#### What to produce:
Copy the listing from its first line up to and including the line with "475,535 -> 644,862", replacing "draw a box around" with "put a frame around" throughout and changing nothing else.

#### Record set:

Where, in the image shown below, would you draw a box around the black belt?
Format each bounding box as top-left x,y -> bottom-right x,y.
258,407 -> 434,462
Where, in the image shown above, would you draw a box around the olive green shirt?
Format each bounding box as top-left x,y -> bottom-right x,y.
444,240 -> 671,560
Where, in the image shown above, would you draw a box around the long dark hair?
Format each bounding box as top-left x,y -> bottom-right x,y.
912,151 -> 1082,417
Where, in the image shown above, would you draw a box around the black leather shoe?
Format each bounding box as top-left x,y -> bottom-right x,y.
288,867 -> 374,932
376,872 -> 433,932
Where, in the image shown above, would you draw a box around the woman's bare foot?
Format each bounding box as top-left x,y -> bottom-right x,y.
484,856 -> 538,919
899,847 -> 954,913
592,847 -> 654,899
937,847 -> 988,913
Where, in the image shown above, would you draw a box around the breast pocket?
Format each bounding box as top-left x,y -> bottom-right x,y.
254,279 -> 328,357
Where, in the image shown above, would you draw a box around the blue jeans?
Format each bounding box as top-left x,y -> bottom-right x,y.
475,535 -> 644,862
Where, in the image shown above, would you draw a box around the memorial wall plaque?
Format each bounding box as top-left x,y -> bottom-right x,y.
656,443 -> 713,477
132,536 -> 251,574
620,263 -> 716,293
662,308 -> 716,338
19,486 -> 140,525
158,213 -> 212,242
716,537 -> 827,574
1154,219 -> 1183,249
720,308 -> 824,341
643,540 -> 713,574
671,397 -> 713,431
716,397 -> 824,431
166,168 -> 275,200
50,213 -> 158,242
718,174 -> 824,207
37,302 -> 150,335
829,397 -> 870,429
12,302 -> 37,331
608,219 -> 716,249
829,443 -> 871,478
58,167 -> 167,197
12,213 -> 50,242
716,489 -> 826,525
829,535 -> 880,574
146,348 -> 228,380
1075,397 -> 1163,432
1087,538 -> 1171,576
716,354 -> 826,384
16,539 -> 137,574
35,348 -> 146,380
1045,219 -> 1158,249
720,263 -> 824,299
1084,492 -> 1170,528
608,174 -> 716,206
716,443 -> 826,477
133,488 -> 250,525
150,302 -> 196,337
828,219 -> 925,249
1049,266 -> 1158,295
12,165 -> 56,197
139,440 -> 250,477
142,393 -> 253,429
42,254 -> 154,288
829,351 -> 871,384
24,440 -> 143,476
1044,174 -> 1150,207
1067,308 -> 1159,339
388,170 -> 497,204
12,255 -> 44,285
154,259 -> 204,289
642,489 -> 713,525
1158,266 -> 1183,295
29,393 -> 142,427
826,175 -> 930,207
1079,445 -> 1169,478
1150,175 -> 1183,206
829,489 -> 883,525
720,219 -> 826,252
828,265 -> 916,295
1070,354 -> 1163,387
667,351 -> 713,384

#### Correct response:
Where, in the image shown below, would you put a frame around the black belt?
Format each bounding box as top-left x,y -> bottom-right x,y.
258,407 -> 434,462
Where, in the image shown above, would you put a frame around the olive green shirt?
Format each bounding box as top-left x,y -> bottom-right x,y.
444,240 -> 671,560
Where, in the image shown above, would you put a frame around the long dark hair?
Format each bounding box as top-left x,y -> bottom-right x,y.
912,151 -> 1082,417
Where, in the image shown above, would you put a frame around the black leather shoe?
Format each bounding box as top-left x,y -> bottom-right x,y.
288,867 -> 374,932
376,872 -> 433,932
Where, in the image shown above, would you put a frame around the woman's bare foot?
Format each bounding box as top-left x,y -> bottom-right x,y.
484,856 -> 538,919
899,847 -> 954,913
592,847 -> 654,899
937,847 -> 988,913
Where, in the image shown above, would you put a frame around the breast pocket?
Format each bounding box as top-left x,y -> bottom-right x,y.
254,279 -> 328,357
Where, in the image shown above, would you put a frame around the blue jeans?
Format each bounding box as top-left x,y -> bottom-right x,y.
475,535 -> 644,862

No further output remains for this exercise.